**Aim of the exercise**
Count the lines in the entries below that contain the word "mountain", and reply with that number alone.

**Available records**
_ _ _ _ _

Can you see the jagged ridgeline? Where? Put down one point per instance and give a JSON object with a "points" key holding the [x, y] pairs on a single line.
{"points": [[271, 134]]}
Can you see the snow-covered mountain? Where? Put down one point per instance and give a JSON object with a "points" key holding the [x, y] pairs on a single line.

_ _ _ _ _

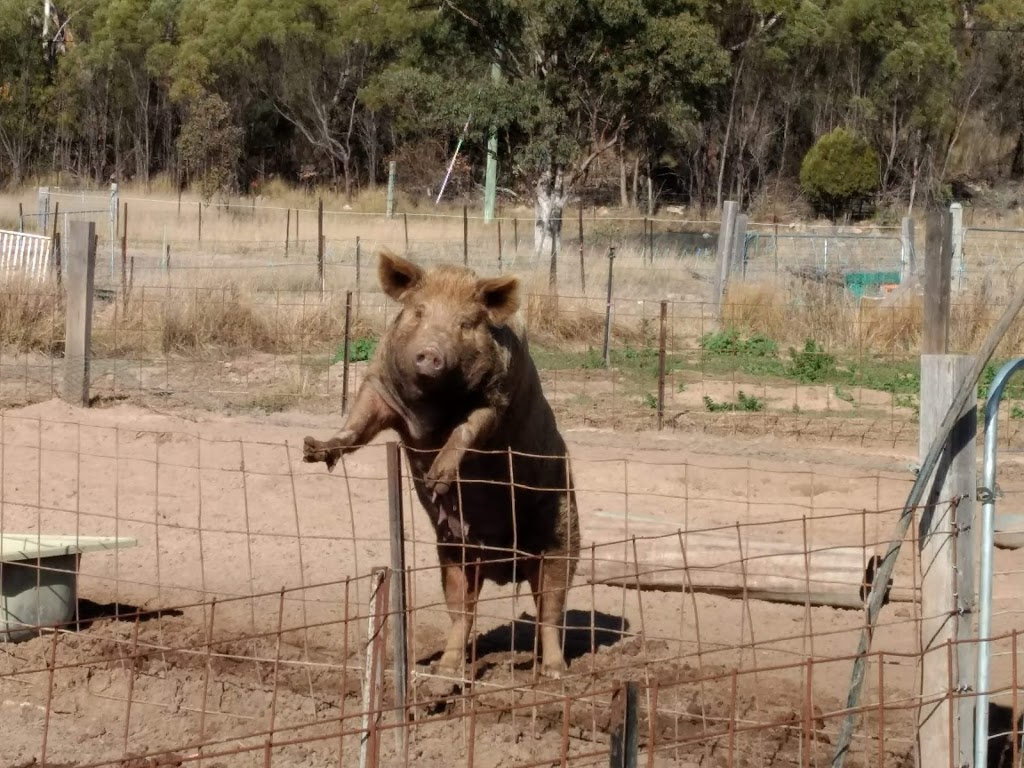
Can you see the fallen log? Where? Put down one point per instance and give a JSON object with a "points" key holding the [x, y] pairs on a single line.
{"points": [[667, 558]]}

_ _ _ _ _

**Solution below**
1